**PAGE EXCERPT**
....................

Like any new technique, using point-of-care ultrasound to detect the tube misplacement is not without challenge. First, the learning curve is unknown, as mentioned by Ramsingh et al., although their operators all had reasonably brief minimum practice periods. From other domains, it is encouraging to know that only 5 min of training allows trainees to detect esophageal intubation in cadavers using ultrasound, with a sensitivity of 97%.¹²  Second, whether the degree of cuff inflation affects the detection of tracheal dilation observed by ultrasound has not been tested. Some clinicians inflate the cuff only until a relatively low-pressure leak around it has been occluded and no more. In theory, such a cuff conforms relatively closely to the trachea and may produce no dilation. Since there is no standard pressure or volume for endotracheal tube cuff inflation, a low-inflated cuff may be difficult to visualize. This remains to be explored before the sensitivity and specificity of tracheal dilation can be assumed in all hands. Third, the study was conducted on adults.³  It is unknown if the findings are reproducible in pediatric populations. For example, tracheal dilation requires an inflated cuff. Although uncuffed endotracheal tubes are falling out of fashion, they still have adherents. Certainly, an uncuffed tube does not create tracheal dilation. Fourth, ultrasound only indirectly detects bronchial intubation or tracheal intubation. It does not directly show the location of the cuff or tip of the tube. Lack of observable tracheal dilation could occur if the cuff is below the sternal notch or in the esophagus but not necessarily in a main stem bronchus. Therefore, it requires another method to detect bronchial or esophageal intubation by visualizing lung pleural sliding. To visualize the lung sliding, the sonographer has to change the mode of ultrasound. This requires additional effort.

....................

**WHAT NEEDS TO BE DONE**
Answer these questions from the ultrasound passage.
(a) How much training lets trainees detect esophageal intubation in cadavers using ultrasound, and with what sensitivity?
(b) What kind of endotracheal tube does not create tracheal dilation?
(c) What must the sonographer change to visualize lung sliding?

**ENTRIES SUPPLIED**

....................

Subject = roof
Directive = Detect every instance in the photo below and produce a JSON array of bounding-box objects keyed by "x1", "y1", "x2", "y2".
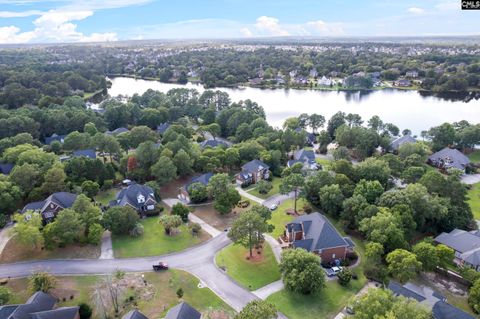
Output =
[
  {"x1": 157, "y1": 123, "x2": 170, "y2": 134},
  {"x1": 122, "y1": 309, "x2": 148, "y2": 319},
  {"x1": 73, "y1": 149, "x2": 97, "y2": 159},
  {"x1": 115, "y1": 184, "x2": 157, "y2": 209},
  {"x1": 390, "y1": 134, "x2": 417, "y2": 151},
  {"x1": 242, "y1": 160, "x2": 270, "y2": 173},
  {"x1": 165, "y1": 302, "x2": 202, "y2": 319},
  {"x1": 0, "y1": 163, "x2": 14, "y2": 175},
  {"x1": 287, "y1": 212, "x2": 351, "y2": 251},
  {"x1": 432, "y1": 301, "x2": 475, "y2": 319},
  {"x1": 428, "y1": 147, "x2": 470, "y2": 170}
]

....................

**YOUR SOLUTION**
(a) Only 5 minutes of training, with a sensitivity of 97%.
(b) An uncuffed tube.
(c) The mode of ultrasound.